▶ [Exercise]:
Restate each record exactly as it was written.

▶ [Entries supplied]:
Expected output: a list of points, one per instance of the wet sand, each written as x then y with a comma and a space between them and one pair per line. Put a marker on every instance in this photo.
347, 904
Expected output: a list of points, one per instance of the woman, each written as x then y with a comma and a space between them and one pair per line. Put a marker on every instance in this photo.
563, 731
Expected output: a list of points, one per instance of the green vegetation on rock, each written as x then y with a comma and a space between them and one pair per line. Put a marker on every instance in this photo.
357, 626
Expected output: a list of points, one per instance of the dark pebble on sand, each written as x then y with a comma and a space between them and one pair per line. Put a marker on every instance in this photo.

▶ [Task result]:
Expected output: a list of points, one per instance of the wet sand, each written as x then y with a comma and a space between them and one pair per line. Put a marker on every instance in this photo.
347, 904
Expected output: a list of points, one per instance of the woman, each written as x then y with a comma and a space between them and one pair per line. Put a marker on every instance in this photo.
563, 731
Expected output: a list of points, one per instance of the green vegetation on rock, each written as x then y with a comma and a space between them and one pair per line. Put a marker on every instance in this photo.
357, 626
Expected output: a list of points, one per instance of the dark pebble on sand, each written as x then y with a comma and a space between them and one pair per line. Put a marker on every instance in this photo.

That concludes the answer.